[Location labeling entries]
————
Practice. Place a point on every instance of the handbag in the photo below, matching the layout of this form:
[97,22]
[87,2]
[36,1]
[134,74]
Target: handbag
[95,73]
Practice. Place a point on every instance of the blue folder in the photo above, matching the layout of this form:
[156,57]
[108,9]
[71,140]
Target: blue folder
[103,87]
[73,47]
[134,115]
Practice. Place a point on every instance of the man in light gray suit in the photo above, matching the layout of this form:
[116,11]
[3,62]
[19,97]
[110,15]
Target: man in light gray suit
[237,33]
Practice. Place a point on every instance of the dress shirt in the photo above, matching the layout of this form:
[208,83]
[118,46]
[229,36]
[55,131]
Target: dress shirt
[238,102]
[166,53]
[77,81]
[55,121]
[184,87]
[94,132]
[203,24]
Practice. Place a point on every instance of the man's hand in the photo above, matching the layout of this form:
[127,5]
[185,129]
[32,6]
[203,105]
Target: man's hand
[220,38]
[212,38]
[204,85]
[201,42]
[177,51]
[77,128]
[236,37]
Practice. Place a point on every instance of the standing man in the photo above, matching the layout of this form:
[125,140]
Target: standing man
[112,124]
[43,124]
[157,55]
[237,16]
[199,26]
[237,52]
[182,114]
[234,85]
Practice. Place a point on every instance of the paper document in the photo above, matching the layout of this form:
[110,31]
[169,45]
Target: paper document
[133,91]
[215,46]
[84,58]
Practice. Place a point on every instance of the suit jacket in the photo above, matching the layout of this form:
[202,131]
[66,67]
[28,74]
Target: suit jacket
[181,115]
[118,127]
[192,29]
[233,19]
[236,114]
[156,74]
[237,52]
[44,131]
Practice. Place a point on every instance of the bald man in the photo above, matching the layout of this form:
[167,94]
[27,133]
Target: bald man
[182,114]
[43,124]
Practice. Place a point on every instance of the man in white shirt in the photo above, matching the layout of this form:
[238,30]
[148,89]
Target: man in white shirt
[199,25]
————
** WHAT IS NEEDED **
Please convert the lines from the one containing "Practice. Place a point on every instance of the bald" through the end of the entries into a Markdown table with the columns No. and Text, giving each line a row number and leaving out blank lines.

** FULL SOLUTION **
| No. | Text |
|---|---|
| 1 | Practice. Place a point on every instance of the bald man in the photo above, matching the layout of this form: |
| 2 | [167,94] |
| 3 | [27,133] |
| 4 | Target: bald man |
| 5 | [182,114] |
| 6 | [43,124] |
| 7 | Practice. Place a point on every instance of the man in white shirt in the photo above, matching the layout of this form: |
| 8 | [238,30] |
| 9 | [148,89] |
| 10 | Target: man in white shirt |
| 11 | [199,25] |